Please keep to the lines below from the one with "Target: sunset sky" through the one with "Where can the yellow", and restate them word for word, ends included.

= = = = =

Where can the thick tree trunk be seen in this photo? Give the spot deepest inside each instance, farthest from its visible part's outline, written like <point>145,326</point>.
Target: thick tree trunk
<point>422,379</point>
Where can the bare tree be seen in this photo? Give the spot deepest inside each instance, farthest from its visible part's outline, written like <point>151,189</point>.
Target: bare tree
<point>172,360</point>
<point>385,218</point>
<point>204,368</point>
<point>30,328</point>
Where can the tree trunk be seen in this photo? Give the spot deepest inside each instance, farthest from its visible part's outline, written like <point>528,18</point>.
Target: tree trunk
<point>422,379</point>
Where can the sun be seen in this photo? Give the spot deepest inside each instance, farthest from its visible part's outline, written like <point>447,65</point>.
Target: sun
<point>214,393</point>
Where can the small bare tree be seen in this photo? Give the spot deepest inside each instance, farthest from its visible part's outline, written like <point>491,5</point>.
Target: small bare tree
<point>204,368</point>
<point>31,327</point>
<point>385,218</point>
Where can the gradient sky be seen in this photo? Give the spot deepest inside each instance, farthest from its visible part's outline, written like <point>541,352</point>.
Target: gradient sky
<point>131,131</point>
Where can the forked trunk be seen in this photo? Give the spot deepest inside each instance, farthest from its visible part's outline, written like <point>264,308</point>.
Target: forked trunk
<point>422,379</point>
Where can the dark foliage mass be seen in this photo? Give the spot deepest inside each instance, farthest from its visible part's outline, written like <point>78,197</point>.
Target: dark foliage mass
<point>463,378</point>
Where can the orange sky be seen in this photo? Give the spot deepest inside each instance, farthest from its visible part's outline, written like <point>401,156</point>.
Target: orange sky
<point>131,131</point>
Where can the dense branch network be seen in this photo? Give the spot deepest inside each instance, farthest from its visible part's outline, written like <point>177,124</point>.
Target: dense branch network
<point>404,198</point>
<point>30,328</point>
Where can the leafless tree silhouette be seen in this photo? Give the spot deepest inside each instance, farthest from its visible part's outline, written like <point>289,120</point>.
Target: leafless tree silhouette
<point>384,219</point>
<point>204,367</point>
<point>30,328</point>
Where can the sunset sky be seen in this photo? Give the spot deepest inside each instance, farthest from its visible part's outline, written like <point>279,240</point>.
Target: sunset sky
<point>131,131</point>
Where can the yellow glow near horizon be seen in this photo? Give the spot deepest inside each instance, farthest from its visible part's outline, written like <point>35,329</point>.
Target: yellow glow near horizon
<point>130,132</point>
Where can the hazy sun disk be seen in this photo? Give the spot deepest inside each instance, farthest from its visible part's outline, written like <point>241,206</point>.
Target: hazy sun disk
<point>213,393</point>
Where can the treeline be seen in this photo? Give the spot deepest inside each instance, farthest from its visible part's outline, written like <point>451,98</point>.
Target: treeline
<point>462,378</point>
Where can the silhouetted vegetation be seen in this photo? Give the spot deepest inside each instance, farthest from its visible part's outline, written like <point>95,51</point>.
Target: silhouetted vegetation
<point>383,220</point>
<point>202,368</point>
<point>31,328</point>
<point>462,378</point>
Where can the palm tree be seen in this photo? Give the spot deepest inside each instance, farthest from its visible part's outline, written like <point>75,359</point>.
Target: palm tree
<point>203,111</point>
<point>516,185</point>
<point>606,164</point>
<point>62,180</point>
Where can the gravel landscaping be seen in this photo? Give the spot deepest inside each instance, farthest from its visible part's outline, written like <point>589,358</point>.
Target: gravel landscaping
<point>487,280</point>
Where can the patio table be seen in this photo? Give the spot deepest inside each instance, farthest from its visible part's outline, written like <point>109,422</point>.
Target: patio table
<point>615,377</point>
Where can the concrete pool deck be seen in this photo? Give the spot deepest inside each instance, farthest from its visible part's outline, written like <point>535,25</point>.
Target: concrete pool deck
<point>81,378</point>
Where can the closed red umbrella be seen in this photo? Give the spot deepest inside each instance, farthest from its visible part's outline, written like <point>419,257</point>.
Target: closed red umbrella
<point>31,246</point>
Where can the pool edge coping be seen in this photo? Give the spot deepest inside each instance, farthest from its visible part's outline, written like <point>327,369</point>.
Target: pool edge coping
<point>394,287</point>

= = = = =

◆ Solution for this exercise ◆
Target: sunset sky
<point>131,131</point>
Where can the yellow glow near horizon be seen in this photo? Give the spot deepest inside each instance, farthest from its visible part's outline, written like <point>35,329</point>.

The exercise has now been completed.